>>>
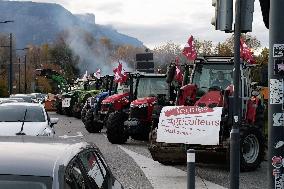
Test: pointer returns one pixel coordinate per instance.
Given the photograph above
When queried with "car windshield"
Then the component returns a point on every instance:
(152, 86)
(25, 182)
(213, 75)
(16, 113)
(25, 98)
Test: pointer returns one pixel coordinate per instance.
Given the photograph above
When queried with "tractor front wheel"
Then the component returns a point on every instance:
(251, 148)
(116, 132)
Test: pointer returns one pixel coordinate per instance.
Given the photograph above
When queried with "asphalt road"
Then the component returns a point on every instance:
(132, 175)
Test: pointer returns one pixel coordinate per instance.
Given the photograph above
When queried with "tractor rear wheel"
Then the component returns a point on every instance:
(83, 114)
(116, 132)
(252, 148)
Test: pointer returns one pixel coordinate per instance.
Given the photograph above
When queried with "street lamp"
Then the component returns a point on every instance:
(6, 21)
(10, 80)
(11, 59)
(25, 63)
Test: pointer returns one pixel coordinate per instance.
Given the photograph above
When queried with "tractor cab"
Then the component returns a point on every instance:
(211, 88)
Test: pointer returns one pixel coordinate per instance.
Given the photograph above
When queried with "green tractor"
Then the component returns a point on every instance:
(74, 100)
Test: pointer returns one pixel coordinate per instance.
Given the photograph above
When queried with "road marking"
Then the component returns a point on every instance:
(166, 177)
(79, 134)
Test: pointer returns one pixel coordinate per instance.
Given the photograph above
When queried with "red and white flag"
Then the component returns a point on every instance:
(98, 74)
(179, 74)
(85, 76)
(189, 50)
(246, 53)
(119, 76)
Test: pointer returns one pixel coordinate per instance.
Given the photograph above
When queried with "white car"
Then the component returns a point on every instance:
(23, 118)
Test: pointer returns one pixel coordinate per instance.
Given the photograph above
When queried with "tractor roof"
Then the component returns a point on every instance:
(215, 60)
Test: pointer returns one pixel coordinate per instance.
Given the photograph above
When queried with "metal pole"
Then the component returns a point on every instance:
(11, 66)
(276, 98)
(19, 76)
(25, 74)
(235, 132)
(190, 169)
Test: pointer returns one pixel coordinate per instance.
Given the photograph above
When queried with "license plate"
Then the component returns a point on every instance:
(66, 102)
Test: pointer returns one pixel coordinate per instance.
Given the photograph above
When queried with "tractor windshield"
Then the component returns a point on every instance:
(213, 75)
(152, 87)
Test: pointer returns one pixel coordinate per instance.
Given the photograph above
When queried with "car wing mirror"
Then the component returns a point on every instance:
(53, 121)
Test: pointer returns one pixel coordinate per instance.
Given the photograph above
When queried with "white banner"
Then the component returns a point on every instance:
(189, 125)
(66, 102)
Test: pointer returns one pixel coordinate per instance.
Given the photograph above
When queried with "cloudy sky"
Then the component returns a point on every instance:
(155, 22)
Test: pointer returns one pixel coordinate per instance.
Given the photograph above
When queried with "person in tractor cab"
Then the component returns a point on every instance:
(221, 81)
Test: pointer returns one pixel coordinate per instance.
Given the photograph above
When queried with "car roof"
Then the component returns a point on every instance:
(23, 104)
(38, 156)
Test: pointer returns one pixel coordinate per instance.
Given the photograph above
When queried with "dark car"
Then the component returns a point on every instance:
(41, 163)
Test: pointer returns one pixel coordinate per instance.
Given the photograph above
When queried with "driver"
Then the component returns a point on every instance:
(221, 81)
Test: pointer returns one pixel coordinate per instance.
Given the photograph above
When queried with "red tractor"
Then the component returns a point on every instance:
(136, 121)
(97, 109)
(211, 86)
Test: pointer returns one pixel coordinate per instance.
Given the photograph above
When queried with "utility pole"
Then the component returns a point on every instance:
(11, 66)
(235, 132)
(276, 97)
(25, 74)
(19, 76)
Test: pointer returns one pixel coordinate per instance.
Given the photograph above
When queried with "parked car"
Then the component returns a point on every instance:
(17, 99)
(26, 98)
(44, 163)
(21, 118)
(6, 100)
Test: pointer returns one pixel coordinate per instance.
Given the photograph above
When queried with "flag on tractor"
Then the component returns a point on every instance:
(85, 76)
(119, 75)
(246, 53)
(189, 50)
(179, 75)
(98, 74)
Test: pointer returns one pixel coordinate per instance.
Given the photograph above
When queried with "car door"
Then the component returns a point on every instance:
(96, 169)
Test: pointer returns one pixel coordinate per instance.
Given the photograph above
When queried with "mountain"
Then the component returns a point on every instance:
(39, 23)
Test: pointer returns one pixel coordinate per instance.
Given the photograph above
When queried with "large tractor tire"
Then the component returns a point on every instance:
(252, 149)
(83, 114)
(67, 111)
(90, 125)
(116, 132)
(76, 110)
(167, 154)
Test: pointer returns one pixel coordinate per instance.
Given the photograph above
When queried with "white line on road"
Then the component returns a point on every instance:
(79, 134)
(165, 177)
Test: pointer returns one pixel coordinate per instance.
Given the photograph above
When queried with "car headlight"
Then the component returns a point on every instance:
(46, 132)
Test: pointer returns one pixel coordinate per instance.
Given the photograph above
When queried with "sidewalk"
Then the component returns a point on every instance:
(166, 177)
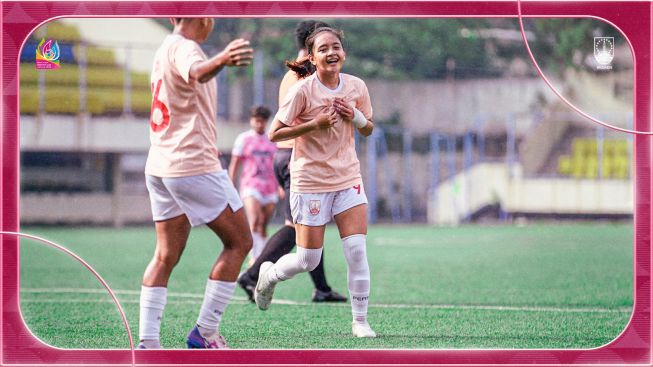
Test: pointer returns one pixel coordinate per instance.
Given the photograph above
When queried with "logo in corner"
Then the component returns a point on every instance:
(314, 207)
(47, 54)
(604, 52)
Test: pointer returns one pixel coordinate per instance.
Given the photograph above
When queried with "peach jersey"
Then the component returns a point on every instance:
(256, 152)
(182, 122)
(324, 160)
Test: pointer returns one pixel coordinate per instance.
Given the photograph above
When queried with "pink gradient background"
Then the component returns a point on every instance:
(18, 346)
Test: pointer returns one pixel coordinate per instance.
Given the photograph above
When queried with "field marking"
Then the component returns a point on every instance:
(188, 298)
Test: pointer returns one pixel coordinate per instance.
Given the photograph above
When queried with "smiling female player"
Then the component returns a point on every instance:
(321, 112)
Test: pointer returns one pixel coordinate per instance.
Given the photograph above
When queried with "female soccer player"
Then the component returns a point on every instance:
(321, 113)
(283, 241)
(258, 186)
(185, 180)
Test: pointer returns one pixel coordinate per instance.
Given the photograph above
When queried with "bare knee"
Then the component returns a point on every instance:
(166, 259)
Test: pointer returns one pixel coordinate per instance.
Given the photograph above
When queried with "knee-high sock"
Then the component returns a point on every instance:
(358, 275)
(153, 301)
(217, 295)
(319, 277)
(290, 265)
(279, 244)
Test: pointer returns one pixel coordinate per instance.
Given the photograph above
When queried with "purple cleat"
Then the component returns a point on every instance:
(195, 340)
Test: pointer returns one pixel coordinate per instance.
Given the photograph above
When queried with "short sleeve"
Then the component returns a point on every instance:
(364, 104)
(184, 55)
(292, 106)
(239, 146)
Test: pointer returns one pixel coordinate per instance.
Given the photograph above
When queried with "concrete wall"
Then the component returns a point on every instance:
(490, 183)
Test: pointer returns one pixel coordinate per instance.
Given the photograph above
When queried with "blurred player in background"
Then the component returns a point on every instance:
(322, 113)
(283, 241)
(258, 186)
(185, 180)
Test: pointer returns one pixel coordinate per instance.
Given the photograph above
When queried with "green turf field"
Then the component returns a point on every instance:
(536, 286)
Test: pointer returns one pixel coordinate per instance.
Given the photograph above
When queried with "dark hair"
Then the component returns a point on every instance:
(303, 66)
(304, 29)
(260, 111)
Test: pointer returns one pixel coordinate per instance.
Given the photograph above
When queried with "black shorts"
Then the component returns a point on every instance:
(282, 172)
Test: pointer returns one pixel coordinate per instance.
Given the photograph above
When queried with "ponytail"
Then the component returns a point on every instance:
(301, 67)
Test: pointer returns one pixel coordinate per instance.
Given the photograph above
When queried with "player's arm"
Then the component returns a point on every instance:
(234, 165)
(280, 131)
(237, 53)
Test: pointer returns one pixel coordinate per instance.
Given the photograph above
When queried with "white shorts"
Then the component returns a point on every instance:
(263, 199)
(202, 198)
(317, 209)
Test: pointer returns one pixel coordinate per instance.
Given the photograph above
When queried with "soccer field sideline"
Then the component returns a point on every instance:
(187, 297)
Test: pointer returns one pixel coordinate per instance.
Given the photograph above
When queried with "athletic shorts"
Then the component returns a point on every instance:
(202, 198)
(263, 199)
(317, 209)
(282, 172)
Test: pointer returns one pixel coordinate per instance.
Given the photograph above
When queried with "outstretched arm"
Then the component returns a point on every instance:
(279, 131)
(237, 53)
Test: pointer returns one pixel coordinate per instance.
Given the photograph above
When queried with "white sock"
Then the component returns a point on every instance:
(153, 301)
(358, 275)
(258, 244)
(217, 295)
(290, 265)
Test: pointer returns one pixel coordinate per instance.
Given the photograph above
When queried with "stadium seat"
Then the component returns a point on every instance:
(564, 165)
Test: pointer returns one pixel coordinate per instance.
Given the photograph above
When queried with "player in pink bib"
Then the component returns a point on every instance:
(254, 151)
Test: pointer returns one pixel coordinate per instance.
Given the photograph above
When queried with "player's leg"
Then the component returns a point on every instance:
(212, 199)
(172, 229)
(350, 207)
(232, 228)
(267, 211)
(282, 241)
(255, 215)
(310, 240)
(311, 212)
<<<
» **WHAT IS EXPECTED**:
Your answer should be the lines of the records that hold the string "pink".

» **ANSWER SPACE**:
When queried with "pink gradient background"
When queried with "player in pink bib"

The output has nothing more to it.